:: Exercise directions ::
Can you swap each "frame" in the records for "image" and write all the lines out again with nothing else changed?

[Lines of data]
• • • • •

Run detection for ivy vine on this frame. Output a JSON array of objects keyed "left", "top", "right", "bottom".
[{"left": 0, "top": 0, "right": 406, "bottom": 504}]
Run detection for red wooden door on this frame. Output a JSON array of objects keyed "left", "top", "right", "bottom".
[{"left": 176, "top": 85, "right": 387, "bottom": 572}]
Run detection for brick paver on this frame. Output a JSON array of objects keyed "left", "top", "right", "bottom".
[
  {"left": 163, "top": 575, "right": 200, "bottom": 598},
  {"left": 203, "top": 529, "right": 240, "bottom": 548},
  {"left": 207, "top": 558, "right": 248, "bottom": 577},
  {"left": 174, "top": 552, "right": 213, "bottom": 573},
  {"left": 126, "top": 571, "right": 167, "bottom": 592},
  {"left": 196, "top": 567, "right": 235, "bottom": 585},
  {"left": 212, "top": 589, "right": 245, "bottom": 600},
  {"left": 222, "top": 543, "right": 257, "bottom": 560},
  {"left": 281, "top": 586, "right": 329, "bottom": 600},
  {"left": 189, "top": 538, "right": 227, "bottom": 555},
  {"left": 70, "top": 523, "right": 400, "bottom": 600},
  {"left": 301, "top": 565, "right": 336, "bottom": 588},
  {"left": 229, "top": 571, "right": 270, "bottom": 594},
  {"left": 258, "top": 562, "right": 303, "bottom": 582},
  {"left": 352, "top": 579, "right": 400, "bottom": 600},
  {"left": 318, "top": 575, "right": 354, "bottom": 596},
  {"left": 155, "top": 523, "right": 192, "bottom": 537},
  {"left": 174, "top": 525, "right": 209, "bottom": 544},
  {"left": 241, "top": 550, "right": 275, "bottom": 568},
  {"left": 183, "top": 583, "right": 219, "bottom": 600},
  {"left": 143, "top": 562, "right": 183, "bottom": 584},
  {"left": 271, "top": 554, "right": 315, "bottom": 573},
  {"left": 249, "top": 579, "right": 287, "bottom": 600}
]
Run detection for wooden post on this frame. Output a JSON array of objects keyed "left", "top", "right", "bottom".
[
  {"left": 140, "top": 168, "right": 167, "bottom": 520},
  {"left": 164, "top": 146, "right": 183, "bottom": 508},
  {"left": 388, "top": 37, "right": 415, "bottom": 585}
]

• • • • •

:: Result of the exercise ::
Run detection for ivy vine on this image. Output a JSON array of objects keyed "left", "top", "right", "bottom".
[{"left": 0, "top": 0, "right": 406, "bottom": 504}]
Run detection for red wooden door on this image. Output a JSON array of objects keyed "left", "top", "right", "bottom".
[{"left": 176, "top": 85, "right": 387, "bottom": 572}]
Run detection for brick paver on this image. Output a JSON array of objects keyed "left", "top", "right", "bottom".
[
  {"left": 163, "top": 575, "right": 200, "bottom": 598},
  {"left": 203, "top": 529, "right": 240, "bottom": 548},
  {"left": 207, "top": 558, "right": 248, "bottom": 577},
  {"left": 174, "top": 552, "right": 213, "bottom": 573},
  {"left": 126, "top": 571, "right": 167, "bottom": 592},
  {"left": 196, "top": 567, "right": 235, "bottom": 585},
  {"left": 212, "top": 589, "right": 245, "bottom": 600},
  {"left": 222, "top": 543, "right": 257, "bottom": 560},
  {"left": 281, "top": 586, "right": 329, "bottom": 600},
  {"left": 189, "top": 538, "right": 227, "bottom": 555},
  {"left": 70, "top": 523, "right": 400, "bottom": 600},
  {"left": 301, "top": 565, "right": 336, "bottom": 588},
  {"left": 229, "top": 571, "right": 270, "bottom": 594},
  {"left": 258, "top": 562, "right": 303, "bottom": 582},
  {"left": 352, "top": 579, "right": 400, "bottom": 600},
  {"left": 318, "top": 575, "right": 354, "bottom": 596},
  {"left": 155, "top": 523, "right": 192, "bottom": 537},
  {"left": 174, "top": 525, "right": 209, "bottom": 544},
  {"left": 241, "top": 550, "right": 275, "bottom": 568},
  {"left": 183, "top": 583, "right": 219, "bottom": 600},
  {"left": 143, "top": 562, "right": 183, "bottom": 584},
  {"left": 271, "top": 554, "right": 315, "bottom": 573},
  {"left": 249, "top": 579, "right": 287, "bottom": 600}
]
Run detection for wooden post on this image. Output a JSON array of objects keyed "left", "top", "right", "bottom".
[
  {"left": 140, "top": 168, "right": 167, "bottom": 520},
  {"left": 164, "top": 146, "right": 183, "bottom": 508},
  {"left": 388, "top": 37, "right": 415, "bottom": 585}
]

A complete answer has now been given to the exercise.